**Exercise requirements**
**a)** Please answer these questions using the report on the Palu earthquake:
(i) What confirmed death toll did Nugroho release on Monday afternoon?
(ii) How many people did Edi Setiawan and fellow villagers rescue?
(iii) Where was a 25-year-old woman found alive on Sunday evening?
**b)** Carry the report on the Palu earthquake forward with a few more paragraphs, starting after its final sentence.

**Text for analysis**
FEARS HUNDREDS BURIED IN MUD
Mr Nugroho said conditions in the Balaroa area of Palu were particularly bad because the earthquake caused the ground to violently heave up and sink down in places, trapping many people under destroyed houses. In Petobo, another area of the city, the temblor caused liquefaction, when loose, water-filled soil near the surface loses its strength, causing massive damage.
“In Petobo, it is estimated that there are still hundreds of victims buried in mud material,” he said.
Villagers who pulled out loved ones - alive and dead - over the weekend expressed frustration that it took rescue teams until Monday to reach Petobo. Edi Setiawan, 32, said he and fellow villagers were able to rescue five children and four adults, including a pregnant woman. However, his sister and father were not among them.
“My sister was found embracing her father,” he said. “My mother was able to survive after struggling against the mud and being rescued by villagers.” Another villager, 52-year-old Idrus, who uses one name, said that “up to Saturday we still saw many people screaming for help from the roofs. But we could not do anything to help them. Now their cries are no longer heard.” But there were cases of survivors still being pulled from the rubble in different locations, including a 25-year-old woman found alive Sunday evening in the ruins of the Roa-Roa Hotel, according to the National Search and Rescue Agency, which released photos of her lying on a stretcher covered with a blanket.
CONCERNS DEATH TOLL WILL RISE
The confirmed death toll of 844 released by Nugroho on Monday afternoon was an increase of only 12 since the previous day, with nearly all of the total from Palu. The regencies of Donggala, Sigi and Parigi Moutong — with a combined population of 1.2 million — had yet to be fully assessed. Nearly 50,000 people have been displaced from their homes in Palu alone, Nugroho said. He said 114 foreigners were in Palu and Donggala during the disaster.
All were accounted for except one Belgian, one South Korean and six French. It was the latest natural disaster to hit Indonesia, which is frequently struck by earthquakes, volcanic eruptions and tsunamis because of its location on the “Ring of Fire,” an arc of volcanoes and fault lines in the Pacific Basin. In December 2004, a massive magnitude 9.1 earthquake off Sumatra island in western Indonesia triggered a tsunami that killed 230,000 people in a dozen countries. More recently, a powerful quake on the island of Lombok killed 505 people in August.

**Stored data**
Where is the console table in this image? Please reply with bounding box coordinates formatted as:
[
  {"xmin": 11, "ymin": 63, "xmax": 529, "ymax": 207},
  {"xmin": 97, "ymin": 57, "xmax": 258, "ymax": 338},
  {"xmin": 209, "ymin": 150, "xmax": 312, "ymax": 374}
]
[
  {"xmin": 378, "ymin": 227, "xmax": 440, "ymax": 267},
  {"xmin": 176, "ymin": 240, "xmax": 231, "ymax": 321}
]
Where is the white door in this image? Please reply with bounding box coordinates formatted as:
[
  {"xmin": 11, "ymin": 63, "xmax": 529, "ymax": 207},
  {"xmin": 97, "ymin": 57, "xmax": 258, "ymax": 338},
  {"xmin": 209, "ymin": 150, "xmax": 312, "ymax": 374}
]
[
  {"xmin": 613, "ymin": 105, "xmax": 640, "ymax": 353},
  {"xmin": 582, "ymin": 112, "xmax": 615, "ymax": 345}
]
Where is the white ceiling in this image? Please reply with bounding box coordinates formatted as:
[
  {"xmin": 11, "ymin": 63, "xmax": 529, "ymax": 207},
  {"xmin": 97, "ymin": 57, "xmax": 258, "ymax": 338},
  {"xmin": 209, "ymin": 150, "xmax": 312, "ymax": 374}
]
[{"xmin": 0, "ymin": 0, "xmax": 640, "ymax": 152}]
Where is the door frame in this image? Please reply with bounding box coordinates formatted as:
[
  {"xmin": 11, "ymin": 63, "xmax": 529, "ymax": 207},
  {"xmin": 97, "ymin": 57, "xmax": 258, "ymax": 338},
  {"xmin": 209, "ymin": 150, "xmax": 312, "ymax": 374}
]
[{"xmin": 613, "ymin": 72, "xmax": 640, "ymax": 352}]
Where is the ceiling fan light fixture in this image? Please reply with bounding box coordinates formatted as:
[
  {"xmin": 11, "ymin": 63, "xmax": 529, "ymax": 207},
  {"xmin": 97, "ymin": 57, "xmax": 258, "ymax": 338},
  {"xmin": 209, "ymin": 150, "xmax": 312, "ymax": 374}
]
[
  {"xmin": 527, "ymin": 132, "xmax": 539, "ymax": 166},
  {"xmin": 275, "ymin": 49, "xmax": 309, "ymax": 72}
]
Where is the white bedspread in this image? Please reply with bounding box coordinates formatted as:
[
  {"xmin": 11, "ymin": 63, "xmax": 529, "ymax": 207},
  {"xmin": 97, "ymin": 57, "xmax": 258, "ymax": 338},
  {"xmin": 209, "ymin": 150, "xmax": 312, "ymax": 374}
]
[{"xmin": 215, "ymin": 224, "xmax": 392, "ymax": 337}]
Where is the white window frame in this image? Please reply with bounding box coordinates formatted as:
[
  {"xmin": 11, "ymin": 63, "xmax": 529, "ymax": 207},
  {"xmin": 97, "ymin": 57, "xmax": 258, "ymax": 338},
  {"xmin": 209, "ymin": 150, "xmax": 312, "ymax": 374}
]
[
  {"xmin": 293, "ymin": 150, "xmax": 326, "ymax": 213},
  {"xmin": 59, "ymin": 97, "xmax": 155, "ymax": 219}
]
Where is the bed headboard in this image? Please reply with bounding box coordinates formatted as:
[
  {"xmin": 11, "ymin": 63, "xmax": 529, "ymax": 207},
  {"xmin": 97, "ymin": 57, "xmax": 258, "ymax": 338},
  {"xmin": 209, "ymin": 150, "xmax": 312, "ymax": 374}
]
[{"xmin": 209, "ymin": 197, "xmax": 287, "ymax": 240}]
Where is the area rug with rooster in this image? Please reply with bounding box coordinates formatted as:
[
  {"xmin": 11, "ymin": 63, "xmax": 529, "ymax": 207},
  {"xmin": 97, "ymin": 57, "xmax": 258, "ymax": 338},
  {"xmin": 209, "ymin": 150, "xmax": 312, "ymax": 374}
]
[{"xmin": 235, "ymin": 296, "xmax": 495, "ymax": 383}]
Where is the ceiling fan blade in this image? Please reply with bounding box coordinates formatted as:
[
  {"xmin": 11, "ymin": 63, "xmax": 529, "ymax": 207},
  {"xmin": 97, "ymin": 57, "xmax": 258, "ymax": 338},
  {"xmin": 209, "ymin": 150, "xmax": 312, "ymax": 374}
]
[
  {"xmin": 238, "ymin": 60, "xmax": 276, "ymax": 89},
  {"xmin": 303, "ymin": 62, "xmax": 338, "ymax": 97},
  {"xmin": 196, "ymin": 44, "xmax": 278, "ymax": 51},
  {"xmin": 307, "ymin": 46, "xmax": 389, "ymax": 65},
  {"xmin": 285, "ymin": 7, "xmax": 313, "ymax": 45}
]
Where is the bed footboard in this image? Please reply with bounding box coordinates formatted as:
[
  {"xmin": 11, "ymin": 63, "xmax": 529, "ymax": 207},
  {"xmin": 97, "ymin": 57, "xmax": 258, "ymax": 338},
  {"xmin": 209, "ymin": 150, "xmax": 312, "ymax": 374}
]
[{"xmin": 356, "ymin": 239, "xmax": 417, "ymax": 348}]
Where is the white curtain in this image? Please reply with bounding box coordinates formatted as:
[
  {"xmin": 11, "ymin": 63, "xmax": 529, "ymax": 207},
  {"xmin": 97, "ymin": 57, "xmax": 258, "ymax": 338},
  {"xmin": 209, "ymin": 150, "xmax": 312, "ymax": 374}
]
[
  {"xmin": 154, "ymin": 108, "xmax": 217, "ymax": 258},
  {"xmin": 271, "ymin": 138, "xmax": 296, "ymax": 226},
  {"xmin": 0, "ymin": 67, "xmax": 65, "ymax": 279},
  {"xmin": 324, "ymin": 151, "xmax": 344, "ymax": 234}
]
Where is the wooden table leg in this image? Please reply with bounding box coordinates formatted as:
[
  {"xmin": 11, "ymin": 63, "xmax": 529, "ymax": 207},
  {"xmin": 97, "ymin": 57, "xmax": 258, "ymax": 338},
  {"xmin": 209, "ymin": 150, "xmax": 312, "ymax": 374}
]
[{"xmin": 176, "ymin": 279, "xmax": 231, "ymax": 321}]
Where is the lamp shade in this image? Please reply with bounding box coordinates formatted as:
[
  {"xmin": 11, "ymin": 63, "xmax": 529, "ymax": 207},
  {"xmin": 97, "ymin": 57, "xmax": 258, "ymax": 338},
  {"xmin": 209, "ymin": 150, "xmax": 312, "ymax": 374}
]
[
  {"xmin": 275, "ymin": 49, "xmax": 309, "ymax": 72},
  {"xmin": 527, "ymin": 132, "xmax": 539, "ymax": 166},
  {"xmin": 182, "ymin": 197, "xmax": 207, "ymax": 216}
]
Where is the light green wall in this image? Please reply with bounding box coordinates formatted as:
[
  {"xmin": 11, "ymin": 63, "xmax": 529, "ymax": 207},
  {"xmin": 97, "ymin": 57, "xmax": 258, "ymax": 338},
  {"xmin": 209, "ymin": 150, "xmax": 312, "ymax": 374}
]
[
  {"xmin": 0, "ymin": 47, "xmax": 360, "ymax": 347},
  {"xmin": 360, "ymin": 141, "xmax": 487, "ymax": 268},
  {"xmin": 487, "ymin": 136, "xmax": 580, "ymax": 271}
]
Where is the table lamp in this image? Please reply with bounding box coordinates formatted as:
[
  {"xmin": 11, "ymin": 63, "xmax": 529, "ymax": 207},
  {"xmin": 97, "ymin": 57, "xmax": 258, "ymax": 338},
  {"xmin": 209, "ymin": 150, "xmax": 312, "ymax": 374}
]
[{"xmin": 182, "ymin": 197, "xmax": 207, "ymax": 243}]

**Task responses**
**a)**
(i) 844
(ii) Five children and four adults, nine people in all.
(iii) In the ruins of the Roa-Roa Hotel.

**b)**
In Donggala, the site closest to the earthquake’s epicentre, aerial footage on Metro TV showed the sugary blond sands of beaches swept out to sea, along with some buildings. Some buildings in the town were severely damaged, with plywood walls shredded and chunks of concrete scattered on the pavement. Much of the damage, however, appeared limited to the waterfront.
Palu, which has more than 380,000 people, was strewn with debris from the earthquake and tsunami. A heavily damaged mosque was half submerged and a shopping mall was reduced to a crumpled hulk. A large bridge with yellow arches collapsed.
The city is built around a narrow bay that apparently magnified the force of the tsunami as the waves raced into the tight inlet. Nugroho said waves were reported as high as 6 meters (20 feet) in some places.
In one devastated area in Palu, residents said dozens of people could still be buried in their homes.
“The ground rose up like a spine and suddenly fell. Many people were trapped and buried under collapsed houses. I could do nothing to help,” resident Nur Indah said, crying. “In the evening, some of them turned on their cellphones just to give a sign that they were there. But the lights were off later and the next day.”